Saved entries

-- Start --

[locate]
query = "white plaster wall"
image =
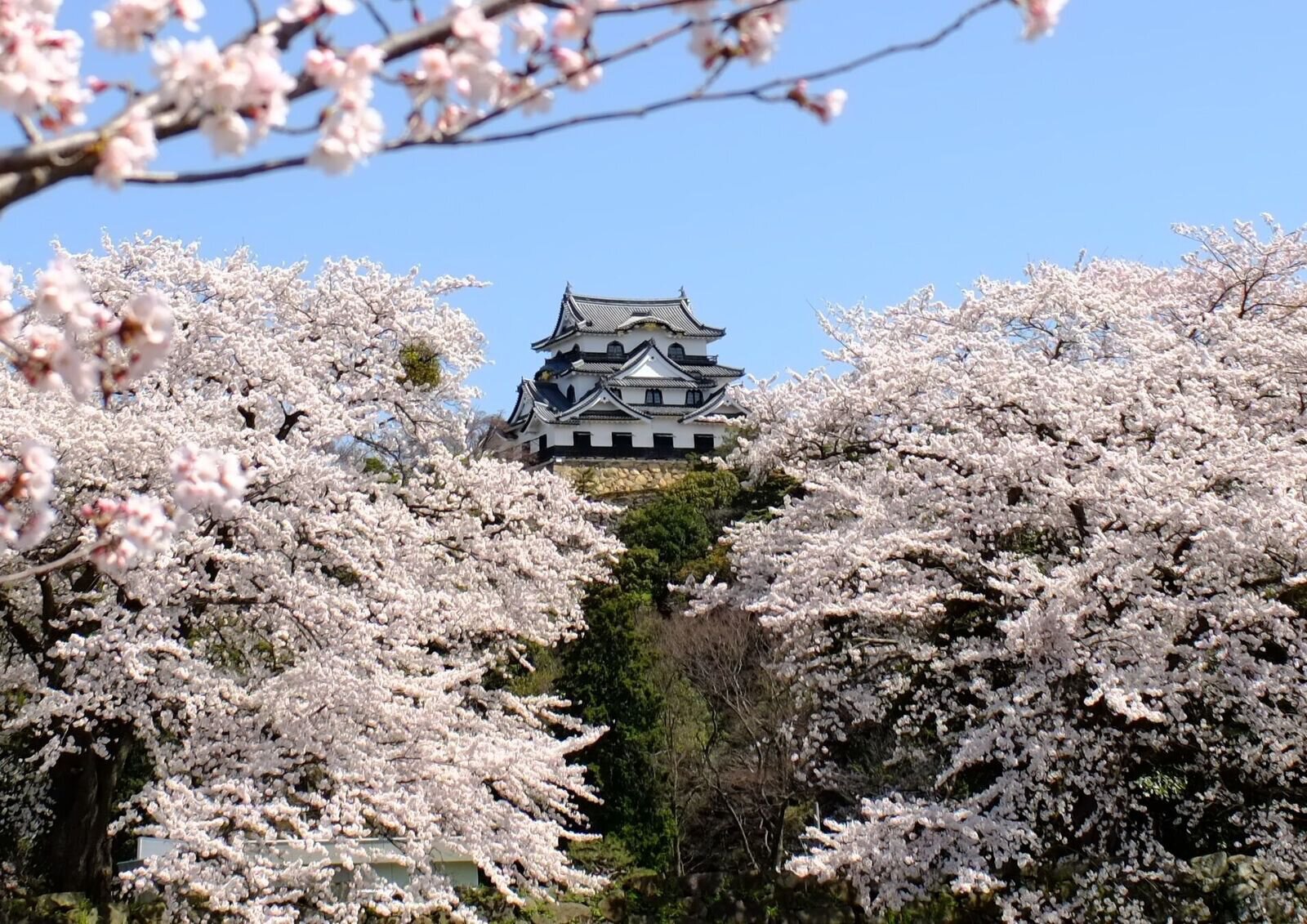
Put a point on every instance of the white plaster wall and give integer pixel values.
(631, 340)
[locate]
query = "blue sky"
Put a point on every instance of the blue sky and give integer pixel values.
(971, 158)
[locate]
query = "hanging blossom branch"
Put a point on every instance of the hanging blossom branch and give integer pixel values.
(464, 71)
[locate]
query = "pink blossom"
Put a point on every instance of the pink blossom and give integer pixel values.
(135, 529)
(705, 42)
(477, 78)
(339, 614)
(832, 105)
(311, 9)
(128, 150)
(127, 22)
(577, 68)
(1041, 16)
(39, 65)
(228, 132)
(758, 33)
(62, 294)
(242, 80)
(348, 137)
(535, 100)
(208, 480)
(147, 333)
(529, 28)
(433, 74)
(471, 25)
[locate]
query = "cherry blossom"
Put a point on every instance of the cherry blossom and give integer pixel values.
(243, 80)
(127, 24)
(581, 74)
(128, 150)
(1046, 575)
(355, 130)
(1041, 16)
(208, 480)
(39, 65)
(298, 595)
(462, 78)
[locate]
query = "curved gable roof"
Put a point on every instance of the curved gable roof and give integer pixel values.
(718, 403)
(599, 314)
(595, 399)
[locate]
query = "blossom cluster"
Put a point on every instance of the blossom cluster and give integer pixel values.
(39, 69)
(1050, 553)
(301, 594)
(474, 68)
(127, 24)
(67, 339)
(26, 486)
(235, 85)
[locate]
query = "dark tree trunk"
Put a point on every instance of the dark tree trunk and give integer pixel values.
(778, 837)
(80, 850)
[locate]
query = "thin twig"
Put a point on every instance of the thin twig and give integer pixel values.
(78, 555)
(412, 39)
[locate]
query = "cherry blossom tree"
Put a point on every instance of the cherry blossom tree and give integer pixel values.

-- End --

Aim of the exercise
Copy out all of the material exactly as written, without its pictures.

Answer for the task
[locate]
query = "white plaster wall"
image =
Put a point on every instance of the white plaster wall and give integer pixel values.
(631, 340)
[locate]
query = "blue sky"
Put a point on every instance of the blue sky and give integer pixel values.
(971, 158)
[locate]
query = "hanging blossom branch"
Put a point on every instance of the hanging blossom branch and give integer pixel values.
(464, 71)
[locate]
query = "pink blossom"
Put a point on every instance of the pink blossom and give integer pixel values.
(135, 529)
(705, 42)
(477, 78)
(339, 614)
(832, 105)
(311, 9)
(128, 150)
(127, 22)
(577, 68)
(1041, 16)
(39, 65)
(228, 132)
(758, 33)
(62, 294)
(242, 80)
(348, 137)
(535, 100)
(208, 480)
(147, 333)
(529, 28)
(433, 74)
(471, 25)
[locate]
query = "cherry blossom"
Put a point on every instance of the cherry blossom and give integer pixel values.
(243, 80)
(127, 24)
(581, 74)
(128, 150)
(1046, 575)
(355, 130)
(1041, 16)
(208, 480)
(39, 65)
(298, 595)
(462, 78)
[locate]
query = "curved gable roof"
Put a point on every instance of the curved gable roof and give integer pixel values.
(718, 403)
(599, 314)
(595, 399)
[locate]
query = "blossom cluster"
Put a point on every instance of the blossom cluster and give integer pixel values.
(39, 69)
(1050, 553)
(301, 594)
(474, 68)
(127, 24)
(67, 339)
(26, 486)
(235, 85)
[locate]
query = "dark tree trunk"
Put a point on every instance of the dark tree trunk and give integer pixel values.
(778, 837)
(80, 850)
[locate]
query = "thin twig"
Put a point on every instance of the thin twig and give integer pixel values.
(78, 555)
(412, 39)
[locate]
query = "cherry blossom tree"
Put a point on every instance of the cherry blossom tree and give integer pixel values.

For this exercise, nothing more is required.